_Records for the exercise_
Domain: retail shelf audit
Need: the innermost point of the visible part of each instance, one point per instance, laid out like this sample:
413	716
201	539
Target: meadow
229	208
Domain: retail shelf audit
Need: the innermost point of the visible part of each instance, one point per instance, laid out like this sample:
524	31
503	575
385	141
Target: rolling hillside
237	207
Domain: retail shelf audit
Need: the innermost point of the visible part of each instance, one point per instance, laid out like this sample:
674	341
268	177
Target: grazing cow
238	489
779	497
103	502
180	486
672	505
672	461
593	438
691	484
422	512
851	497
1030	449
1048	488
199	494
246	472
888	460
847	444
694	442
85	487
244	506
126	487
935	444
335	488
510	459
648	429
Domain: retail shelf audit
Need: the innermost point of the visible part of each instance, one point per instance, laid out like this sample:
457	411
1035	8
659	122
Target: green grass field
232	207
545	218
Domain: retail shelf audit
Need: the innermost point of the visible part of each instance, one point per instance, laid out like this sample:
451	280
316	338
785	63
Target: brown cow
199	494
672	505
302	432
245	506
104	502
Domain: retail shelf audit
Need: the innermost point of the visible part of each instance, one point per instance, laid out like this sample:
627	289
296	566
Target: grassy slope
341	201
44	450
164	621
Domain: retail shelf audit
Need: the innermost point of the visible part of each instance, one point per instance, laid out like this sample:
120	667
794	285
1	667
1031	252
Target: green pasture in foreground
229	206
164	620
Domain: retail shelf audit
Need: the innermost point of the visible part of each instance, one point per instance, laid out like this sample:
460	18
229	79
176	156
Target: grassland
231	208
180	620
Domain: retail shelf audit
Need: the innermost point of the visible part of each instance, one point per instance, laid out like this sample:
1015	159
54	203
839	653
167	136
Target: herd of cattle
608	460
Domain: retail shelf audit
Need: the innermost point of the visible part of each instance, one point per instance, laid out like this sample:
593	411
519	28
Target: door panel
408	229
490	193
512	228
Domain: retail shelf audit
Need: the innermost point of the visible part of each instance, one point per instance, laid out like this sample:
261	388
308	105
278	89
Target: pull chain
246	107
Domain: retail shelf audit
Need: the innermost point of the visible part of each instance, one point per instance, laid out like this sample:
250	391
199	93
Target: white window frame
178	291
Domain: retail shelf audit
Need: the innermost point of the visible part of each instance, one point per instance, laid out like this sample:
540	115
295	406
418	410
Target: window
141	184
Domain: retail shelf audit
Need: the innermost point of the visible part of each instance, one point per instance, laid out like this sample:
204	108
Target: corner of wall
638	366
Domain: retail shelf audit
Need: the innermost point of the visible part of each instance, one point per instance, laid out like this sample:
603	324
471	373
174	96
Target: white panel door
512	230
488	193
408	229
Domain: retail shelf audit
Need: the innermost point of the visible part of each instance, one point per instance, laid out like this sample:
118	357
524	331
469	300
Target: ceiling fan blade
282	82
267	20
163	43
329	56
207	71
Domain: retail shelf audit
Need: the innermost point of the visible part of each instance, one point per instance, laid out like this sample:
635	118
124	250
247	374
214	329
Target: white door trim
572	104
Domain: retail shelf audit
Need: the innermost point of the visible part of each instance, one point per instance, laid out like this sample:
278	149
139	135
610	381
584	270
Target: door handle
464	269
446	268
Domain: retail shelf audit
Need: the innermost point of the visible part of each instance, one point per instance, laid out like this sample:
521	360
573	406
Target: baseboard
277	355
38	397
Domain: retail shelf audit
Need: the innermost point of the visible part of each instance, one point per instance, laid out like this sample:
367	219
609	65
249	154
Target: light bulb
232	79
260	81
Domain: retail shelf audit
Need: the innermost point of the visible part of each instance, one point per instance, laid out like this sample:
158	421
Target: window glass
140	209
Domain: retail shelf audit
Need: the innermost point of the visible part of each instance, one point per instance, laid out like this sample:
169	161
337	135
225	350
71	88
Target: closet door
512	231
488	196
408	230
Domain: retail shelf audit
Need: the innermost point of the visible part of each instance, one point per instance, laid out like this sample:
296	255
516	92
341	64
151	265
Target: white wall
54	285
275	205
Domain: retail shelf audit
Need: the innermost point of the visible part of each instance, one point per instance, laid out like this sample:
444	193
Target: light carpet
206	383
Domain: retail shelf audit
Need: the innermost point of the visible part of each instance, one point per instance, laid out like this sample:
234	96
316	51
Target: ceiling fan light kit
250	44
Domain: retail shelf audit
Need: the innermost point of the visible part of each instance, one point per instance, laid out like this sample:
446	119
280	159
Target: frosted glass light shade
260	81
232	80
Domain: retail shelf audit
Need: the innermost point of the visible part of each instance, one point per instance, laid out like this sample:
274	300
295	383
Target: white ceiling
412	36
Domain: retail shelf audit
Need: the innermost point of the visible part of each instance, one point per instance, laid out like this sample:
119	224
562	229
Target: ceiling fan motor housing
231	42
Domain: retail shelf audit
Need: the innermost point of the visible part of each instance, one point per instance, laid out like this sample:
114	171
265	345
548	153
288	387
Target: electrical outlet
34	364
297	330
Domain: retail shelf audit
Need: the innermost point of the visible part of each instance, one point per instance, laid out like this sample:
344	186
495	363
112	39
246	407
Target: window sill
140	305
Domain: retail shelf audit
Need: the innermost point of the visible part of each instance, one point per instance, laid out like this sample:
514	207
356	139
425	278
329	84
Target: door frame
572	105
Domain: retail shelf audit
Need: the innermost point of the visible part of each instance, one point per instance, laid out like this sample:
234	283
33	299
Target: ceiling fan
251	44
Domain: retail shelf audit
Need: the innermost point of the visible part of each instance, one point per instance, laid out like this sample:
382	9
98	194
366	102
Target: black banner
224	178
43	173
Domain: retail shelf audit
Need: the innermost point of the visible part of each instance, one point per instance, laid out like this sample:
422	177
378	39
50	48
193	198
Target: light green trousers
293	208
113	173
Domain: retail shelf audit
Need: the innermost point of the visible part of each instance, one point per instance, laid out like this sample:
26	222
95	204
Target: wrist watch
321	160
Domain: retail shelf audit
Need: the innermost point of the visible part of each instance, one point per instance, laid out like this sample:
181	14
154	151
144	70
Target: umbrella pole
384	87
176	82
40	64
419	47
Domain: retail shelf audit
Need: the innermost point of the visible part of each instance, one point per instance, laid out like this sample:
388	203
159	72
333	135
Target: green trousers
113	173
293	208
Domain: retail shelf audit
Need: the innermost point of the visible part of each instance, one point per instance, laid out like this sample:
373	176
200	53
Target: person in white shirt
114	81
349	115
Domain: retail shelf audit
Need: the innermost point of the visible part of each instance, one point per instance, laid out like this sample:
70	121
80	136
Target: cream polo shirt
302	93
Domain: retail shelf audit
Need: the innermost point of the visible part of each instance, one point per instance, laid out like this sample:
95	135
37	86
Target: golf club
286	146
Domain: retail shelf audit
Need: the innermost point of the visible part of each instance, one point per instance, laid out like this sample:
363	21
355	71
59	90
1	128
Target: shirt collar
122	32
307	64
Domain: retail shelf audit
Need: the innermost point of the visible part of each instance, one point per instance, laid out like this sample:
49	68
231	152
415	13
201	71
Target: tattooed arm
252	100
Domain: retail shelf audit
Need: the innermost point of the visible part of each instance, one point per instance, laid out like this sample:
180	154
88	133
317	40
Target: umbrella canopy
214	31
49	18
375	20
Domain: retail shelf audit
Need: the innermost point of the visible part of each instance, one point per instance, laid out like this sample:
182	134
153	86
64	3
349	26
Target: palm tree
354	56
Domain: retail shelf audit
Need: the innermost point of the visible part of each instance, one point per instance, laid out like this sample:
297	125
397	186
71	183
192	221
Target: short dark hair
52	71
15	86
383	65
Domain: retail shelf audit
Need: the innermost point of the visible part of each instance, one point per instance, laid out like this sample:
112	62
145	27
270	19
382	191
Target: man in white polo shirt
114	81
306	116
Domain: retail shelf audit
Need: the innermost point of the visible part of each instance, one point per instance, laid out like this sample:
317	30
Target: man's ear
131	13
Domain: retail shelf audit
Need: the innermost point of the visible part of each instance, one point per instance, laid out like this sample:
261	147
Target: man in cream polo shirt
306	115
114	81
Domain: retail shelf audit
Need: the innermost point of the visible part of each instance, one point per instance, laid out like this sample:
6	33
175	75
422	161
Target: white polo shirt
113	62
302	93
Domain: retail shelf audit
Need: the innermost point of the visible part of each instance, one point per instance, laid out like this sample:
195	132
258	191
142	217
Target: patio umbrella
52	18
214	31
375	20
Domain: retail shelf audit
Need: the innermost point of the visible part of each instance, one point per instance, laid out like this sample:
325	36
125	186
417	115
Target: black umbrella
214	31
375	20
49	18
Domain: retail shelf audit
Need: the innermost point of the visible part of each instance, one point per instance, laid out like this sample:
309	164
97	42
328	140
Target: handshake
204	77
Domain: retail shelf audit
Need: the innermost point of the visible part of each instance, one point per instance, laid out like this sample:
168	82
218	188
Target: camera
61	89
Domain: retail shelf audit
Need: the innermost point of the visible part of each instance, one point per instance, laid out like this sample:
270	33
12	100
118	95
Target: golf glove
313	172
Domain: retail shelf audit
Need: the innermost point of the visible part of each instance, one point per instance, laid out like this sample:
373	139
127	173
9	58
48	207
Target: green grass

_Requirements_
Show every line of the data above that contains the word "window".

_Result for this task_
Target: white window frame
Target: window
Target: window glass
Target: window sill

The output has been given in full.